*ASSIGNED TASK A*: Copy the hospital billing post word for word, from "Wacko-of-the-Week, December 6, 2008" to "received the bill.".
*ASSIGNED TASK B*: Rewrite the paragraph of the hospital billing post that begins "They have threatened me before" as a shorter list that keeps its main facts.

Saturday, December 6, 2008

Wacko-of-the-Week, December 6, 2008

Covenant Medical Center, Saginaw, Michigan -

(warning, this time it's personal)


Thursday, Covenant Medical Center right here in mid Michigan, sent me a bill saying that I was in danger of being referred to a collection agency if I didn't immediately pay my past due bill.

Friday, I received the bill.
Note: I received the bill one day after I had received notice that I would be sent to a collection agency for not paying it. Moreover, the bill is not due until December 15. I was a clever enough math student to figure out that December 15 is 10 days away. How does this happen?

This is not my only set-to with Covenant billing, this brick of the American health system which is so-o-o much better than any other health system in the world, like Canada or England or someplace socialistic like that -- (wink-wink). Covenant are serial annoyers and do it with a sense of haughty aplomb. When people like me feel offended and huffy, the supernumeraries at Covenant want to slip into that old "treat him like a crackpot" mode.

They have threatened me before even though I pay all my bills in a timely fashion, I have health insurance (which is after all, a form of socialism), and am responsible for only a small portion of the bills ---- and they have a competitor right here in town, another hospital that I could use. Before I get done dealing with these people on any given transaction, they have managed to screw themselves up thoroughly, and then they blame me, and then they threaten me, and then they say "oops!"

Thank God the doctors who send me there are highly competent.

This is really the old problem of the bureaucrat who walks into her office each morning feeling something like a sleepy God, annoyed at the prospect of having to deal with the unwashed public, and who, with caffeinated nectar in her cup, can wreak darkness on anyone who passes in her purview, like a squid spreads ink.

Enjoy your award.

5 comments:

Jim Thill said...

We've been receiving medical bills all through 2008 for the birth of our son Oliver last November. I have received ominous "last notice" and "due upon receipt" statements many times even though I arranged incremental payment schedules. When I call the billing office, they say that I can ignore the vaguely threatening notices, so I do. Sometimes they decide that something I paid for should be covered by insurance, and I get a nice surprise in the form of a refund check. The last refund check bounced, which left me $7 poorer because my bank charges a penalty for depositing bad checks. I inquired about this and was told that the check they issued me because of their billing mistake was itself a mistake, so they stopped payment before I could cash it. Not to worry though, because they were going to refund my $7. It's been months, but still no $7. Now that the end of my deductible year is drawing to a close, I'm pretty sure I came up a little short of my $5850 deductible. I wonder if they're going to send me the rest of the bills in 2009, after my deductible resets. I asked a lawyer friend, and he seems to think it a possibility, and legal. We'll see.

Felix J said...

Jim,

Send them a bill for the $7 they owe you plus interest and penalty. But, send them a threatening note first telling them they are late. And, if need be, I can act like a collection agent. I do it part-time for Covenant.

Bud said...

Felix: Ha-ha-ha

I have heard of someone who is being persistently billed by a hospital, for $1.11. She's waiting for the collector to appear at her door. I hope this individual will share some of that frustration.

Bud said...
This comment has been removed by the author.
Anonymous said...

I could write you a book about stupid billing. Don't you know it isn't anyone's fault? Its the computers!

*RECORD EXCERPTS*:

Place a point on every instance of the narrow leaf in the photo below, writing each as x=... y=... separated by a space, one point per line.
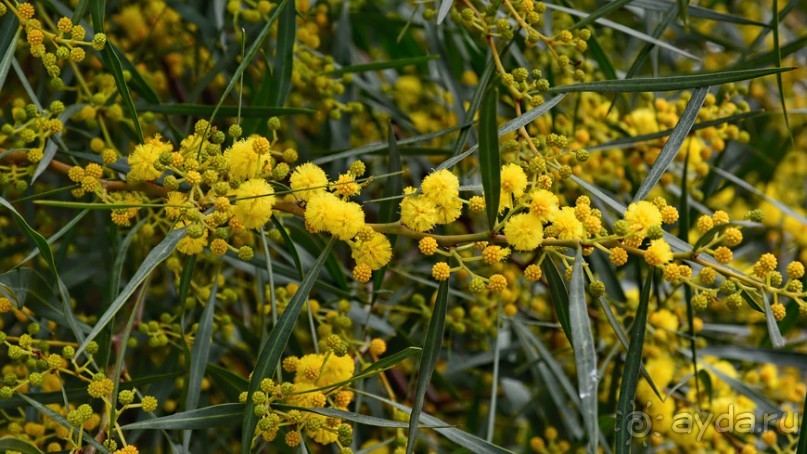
x=490 y=161
x=60 y=420
x=200 y=354
x=559 y=295
x=113 y=64
x=668 y=83
x=284 y=55
x=275 y=344
x=670 y=149
x=432 y=346
x=630 y=373
x=585 y=355
x=203 y=418
x=153 y=259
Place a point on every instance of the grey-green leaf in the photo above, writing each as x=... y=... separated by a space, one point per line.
x=670 y=149
x=153 y=259
x=275 y=344
x=585 y=355
x=490 y=160
x=432 y=346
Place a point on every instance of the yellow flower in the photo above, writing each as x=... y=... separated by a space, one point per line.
x=544 y=204
x=658 y=253
x=142 y=159
x=374 y=252
x=418 y=213
x=641 y=215
x=566 y=225
x=441 y=187
x=244 y=162
x=253 y=207
x=319 y=207
x=513 y=182
x=308 y=179
x=345 y=221
x=524 y=232
x=310 y=369
x=174 y=203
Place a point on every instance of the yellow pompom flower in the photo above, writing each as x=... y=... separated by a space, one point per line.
x=254 y=201
x=658 y=253
x=192 y=246
x=566 y=225
x=308 y=179
x=524 y=232
x=244 y=162
x=544 y=204
x=513 y=182
x=319 y=207
x=374 y=252
x=418 y=213
x=345 y=221
x=142 y=159
x=441 y=187
x=642 y=215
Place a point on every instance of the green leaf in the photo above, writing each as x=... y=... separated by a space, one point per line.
x=602 y=11
x=630 y=372
x=113 y=65
x=516 y=123
x=275 y=344
x=379 y=65
x=153 y=259
x=668 y=83
x=445 y=8
x=200 y=353
x=490 y=160
x=559 y=295
x=60 y=420
x=432 y=346
x=8 y=41
x=473 y=443
x=351 y=416
x=199 y=110
x=8 y=444
x=284 y=55
x=203 y=418
x=585 y=354
x=44 y=248
x=670 y=149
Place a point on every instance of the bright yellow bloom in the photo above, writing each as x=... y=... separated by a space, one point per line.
x=374 y=252
x=524 y=232
x=345 y=221
x=441 y=187
x=513 y=182
x=418 y=213
x=544 y=204
x=254 y=201
x=244 y=162
x=308 y=179
x=318 y=209
x=658 y=253
x=142 y=159
x=641 y=215
x=566 y=225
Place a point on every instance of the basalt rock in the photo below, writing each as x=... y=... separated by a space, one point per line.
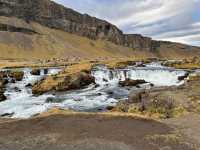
x=53 y=15
x=35 y=72
x=2 y=96
x=63 y=83
x=129 y=82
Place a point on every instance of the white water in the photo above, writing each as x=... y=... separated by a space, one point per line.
x=22 y=104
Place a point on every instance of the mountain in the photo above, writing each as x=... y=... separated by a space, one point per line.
x=45 y=29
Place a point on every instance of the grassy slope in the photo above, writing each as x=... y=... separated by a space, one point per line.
x=51 y=43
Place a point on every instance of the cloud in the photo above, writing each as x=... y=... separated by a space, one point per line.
x=174 y=20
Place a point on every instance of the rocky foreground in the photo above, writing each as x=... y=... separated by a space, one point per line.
x=90 y=132
x=43 y=29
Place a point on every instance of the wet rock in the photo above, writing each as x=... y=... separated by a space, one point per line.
x=105 y=80
x=63 y=83
x=180 y=78
x=75 y=82
x=35 y=72
x=7 y=115
x=110 y=107
x=46 y=71
x=29 y=85
x=17 y=89
x=2 y=96
x=17 y=75
x=135 y=96
x=54 y=100
x=12 y=81
x=129 y=82
x=3 y=82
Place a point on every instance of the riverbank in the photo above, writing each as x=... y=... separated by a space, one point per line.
x=90 y=132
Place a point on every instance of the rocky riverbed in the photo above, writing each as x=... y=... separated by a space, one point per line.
x=92 y=90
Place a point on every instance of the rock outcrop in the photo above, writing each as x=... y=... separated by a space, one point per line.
x=53 y=15
x=129 y=82
x=63 y=82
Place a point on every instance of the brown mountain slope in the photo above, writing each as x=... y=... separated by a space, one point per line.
x=44 y=29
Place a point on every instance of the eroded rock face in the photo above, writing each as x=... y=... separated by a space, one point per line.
x=53 y=15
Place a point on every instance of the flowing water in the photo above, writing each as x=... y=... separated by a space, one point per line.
x=21 y=103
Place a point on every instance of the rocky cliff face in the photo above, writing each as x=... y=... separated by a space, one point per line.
x=56 y=16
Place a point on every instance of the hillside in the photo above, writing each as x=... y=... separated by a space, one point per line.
x=42 y=29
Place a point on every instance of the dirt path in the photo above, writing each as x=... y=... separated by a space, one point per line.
x=88 y=132
x=188 y=125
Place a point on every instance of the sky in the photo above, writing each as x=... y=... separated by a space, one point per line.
x=171 y=20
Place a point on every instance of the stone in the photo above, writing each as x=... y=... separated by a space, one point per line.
x=135 y=96
x=29 y=85
x=46 y=71
x=63 y=83
x=54 y=100
x=180 y=78
x=130 y=82
x=53 y=15
x=2 y=96
x=17 y=75
x=35 y=72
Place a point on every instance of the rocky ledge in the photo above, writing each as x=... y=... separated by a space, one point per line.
x=6 y=77
x=53 y=15
x=63 y=82
x=164 y=102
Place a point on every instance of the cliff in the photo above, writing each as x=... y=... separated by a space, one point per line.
x=52 y=15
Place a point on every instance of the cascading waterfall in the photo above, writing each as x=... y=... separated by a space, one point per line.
x=107 y=92
x=159 y=76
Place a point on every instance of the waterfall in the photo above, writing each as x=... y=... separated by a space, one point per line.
x=106 y=92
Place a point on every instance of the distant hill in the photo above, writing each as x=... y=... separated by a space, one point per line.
x=43 y=29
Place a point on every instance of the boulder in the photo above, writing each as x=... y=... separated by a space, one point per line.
x=35 y=72
x=17 y=75
x=29 y=85
x=135 y=96
x=64 y=82
x=54 y=100
x=180 y=78
x=46 y=71
x=2 y=96
x=77 y=81
x=129 y=82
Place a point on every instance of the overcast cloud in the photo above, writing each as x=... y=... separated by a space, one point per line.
x=173 y=20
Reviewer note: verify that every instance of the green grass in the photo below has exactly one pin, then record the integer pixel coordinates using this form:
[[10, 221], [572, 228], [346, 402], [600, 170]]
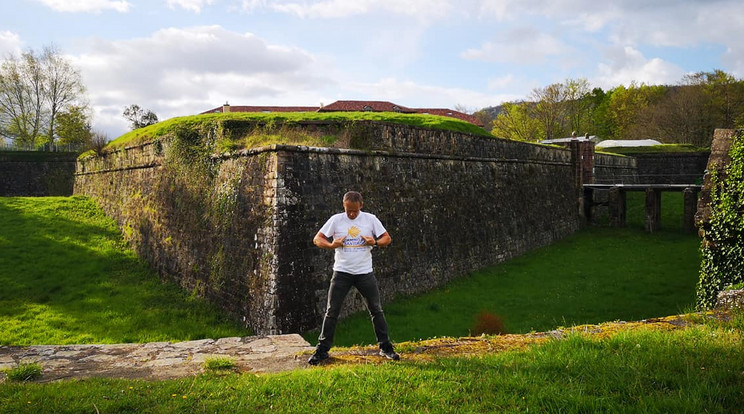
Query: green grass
[[196, 121], [24, 372], [655, 149], [599, 274], [67, 277], [684, 371]]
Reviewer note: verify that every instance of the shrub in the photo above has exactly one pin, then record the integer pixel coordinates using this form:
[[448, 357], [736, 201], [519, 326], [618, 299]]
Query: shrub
[[488, 323], [219, 364], [722, 248], [24, 372]]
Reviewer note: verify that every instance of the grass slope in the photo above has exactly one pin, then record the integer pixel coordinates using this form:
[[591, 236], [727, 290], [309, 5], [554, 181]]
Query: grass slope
[[596, 275], [197, 121], [688, 370], [67, 277]]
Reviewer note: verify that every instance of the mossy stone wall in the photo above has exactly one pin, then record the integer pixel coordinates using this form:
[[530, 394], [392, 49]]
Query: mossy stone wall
[[452, 202], [36, 173]]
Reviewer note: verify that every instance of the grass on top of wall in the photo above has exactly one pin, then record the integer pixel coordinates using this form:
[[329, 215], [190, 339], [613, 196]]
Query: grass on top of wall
[[599, 274], [67, 277], [691, 370], [198, 121]]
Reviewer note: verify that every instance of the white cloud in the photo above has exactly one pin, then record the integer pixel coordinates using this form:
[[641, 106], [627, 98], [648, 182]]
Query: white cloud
[[525, 45], [89, 6], [10, 43], [193, 5], [179, 72], [626, 64], [412, 94], [421, 9]]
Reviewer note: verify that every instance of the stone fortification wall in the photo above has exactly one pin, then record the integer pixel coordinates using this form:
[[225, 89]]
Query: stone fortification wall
[[36, 173], [452, 202], [615, 169], [671, 168]]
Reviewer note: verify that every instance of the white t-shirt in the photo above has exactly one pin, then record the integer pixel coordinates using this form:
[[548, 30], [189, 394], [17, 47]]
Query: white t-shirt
[[355, 256]]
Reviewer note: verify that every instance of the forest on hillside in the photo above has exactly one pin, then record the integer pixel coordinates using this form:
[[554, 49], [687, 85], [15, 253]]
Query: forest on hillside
[[685, 113]]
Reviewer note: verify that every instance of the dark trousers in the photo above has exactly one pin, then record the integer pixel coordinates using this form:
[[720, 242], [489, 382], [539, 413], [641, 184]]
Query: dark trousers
[[366, 284]]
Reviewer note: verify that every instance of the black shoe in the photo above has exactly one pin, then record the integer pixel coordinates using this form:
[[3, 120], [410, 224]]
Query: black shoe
[[390, 354], [317, 357]]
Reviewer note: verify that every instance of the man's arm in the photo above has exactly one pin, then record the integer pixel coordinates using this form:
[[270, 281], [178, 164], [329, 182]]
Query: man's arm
[[321, 240], [382, 241]]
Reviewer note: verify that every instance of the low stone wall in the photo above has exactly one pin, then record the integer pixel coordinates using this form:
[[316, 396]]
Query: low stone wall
[[615, 169], [452, 202], [36, 173], [671, 168]]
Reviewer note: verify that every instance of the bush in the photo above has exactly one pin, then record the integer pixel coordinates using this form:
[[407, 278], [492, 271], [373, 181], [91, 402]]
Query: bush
[[722, 247], [488, 323], [24, 372]]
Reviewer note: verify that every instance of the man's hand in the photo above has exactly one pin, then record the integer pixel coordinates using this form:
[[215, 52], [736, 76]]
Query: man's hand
[[321, 241], [339, 242]]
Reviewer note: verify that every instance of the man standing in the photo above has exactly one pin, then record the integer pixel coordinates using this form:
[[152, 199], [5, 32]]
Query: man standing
[[354, 234]]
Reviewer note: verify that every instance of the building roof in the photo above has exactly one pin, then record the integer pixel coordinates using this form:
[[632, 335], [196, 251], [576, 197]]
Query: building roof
[[366, 106], [352, 106], [450, 113], [610, 143], [219, 109]]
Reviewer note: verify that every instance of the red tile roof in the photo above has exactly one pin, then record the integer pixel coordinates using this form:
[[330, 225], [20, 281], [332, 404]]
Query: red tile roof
[[354, 106], [366, 106]]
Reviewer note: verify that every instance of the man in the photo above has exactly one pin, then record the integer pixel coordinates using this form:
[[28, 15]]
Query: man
[[354, 234]]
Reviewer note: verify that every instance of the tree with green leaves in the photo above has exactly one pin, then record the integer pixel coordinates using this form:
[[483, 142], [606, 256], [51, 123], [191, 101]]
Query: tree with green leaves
[[139, 117], [73, 126], [515, 122]]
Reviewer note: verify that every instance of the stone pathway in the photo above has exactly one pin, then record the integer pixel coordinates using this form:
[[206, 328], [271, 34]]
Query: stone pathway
[[275, 353], [159, 360]]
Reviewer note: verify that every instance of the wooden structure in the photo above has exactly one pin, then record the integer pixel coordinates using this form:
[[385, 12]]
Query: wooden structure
[[616, 202]]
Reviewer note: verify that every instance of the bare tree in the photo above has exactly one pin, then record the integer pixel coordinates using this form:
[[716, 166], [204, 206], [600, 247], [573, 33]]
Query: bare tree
[[549, 108], [63, 85], [33, 90], [139, 117]]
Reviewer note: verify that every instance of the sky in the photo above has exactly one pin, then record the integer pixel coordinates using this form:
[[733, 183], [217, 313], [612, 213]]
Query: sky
[[183, 57]]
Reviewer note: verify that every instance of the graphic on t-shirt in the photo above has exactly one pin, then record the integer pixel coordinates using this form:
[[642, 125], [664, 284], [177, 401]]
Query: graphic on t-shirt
[[353, 241]]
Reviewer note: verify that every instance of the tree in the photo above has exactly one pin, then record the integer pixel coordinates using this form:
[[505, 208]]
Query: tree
[[549, 109], [34, 88], [515, 122], [63, 86], [139, 117], [73, 126]]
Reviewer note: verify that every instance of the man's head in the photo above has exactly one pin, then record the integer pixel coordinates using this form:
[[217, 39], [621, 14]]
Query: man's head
[[353, 204]]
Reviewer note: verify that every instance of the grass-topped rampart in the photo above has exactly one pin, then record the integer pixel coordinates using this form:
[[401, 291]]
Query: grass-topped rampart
[[264, 128]]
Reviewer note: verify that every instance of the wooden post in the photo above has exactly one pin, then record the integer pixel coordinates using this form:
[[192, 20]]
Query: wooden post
[[688, 219], [587, 205], [616, 207], [653, 210]]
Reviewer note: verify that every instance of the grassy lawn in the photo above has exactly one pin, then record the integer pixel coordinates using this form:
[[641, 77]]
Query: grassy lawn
[[209, 120], [693, 370], [67, 277], [599, 274]]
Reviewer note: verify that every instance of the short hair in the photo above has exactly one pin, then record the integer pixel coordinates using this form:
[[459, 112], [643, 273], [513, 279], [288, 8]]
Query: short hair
[[353, 196]]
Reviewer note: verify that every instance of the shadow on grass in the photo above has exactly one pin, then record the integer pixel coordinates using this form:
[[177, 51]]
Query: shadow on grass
[[68, 277]]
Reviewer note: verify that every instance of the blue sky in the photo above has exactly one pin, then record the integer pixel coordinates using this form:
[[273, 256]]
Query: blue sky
[[181, 57]]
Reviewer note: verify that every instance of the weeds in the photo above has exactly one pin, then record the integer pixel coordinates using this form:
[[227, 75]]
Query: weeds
[[24, 372]]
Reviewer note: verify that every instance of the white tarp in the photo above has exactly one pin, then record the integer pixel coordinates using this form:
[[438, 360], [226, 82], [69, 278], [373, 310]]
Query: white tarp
[[609, 143]]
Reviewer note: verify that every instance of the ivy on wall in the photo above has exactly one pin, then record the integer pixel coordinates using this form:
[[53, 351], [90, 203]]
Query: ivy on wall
[[722, 248]]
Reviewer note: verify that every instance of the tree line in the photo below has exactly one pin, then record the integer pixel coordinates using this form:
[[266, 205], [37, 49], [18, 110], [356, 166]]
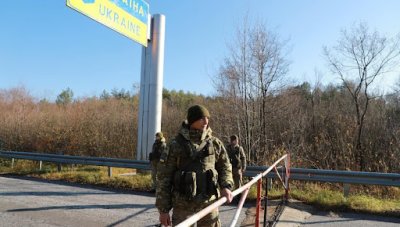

*RESPONSE A*:
Wacko-of-the-Week, December 6, 2008

Covenant Medical Center, Saginaw, Michigan -

(warning, this time it's personal)


Thursday, Covenant Medical Center right here in mid Michigan, sent me a bill saying that I was in danger of being referred to a collection agency if I didn't immediately pay my past due bill.

Friday, I received the bill.

*RESPONSE B*:
- Covenant has threatened the writer before, even though the writer pays all bills on time.
- The writer has health insurance and is responsible for only a small portion of the bills.
- A competing hospital in town could be used instead.
- In any given transaction, Covenant makes a mess of things, then blames the writer, then threatens, then says "oops!"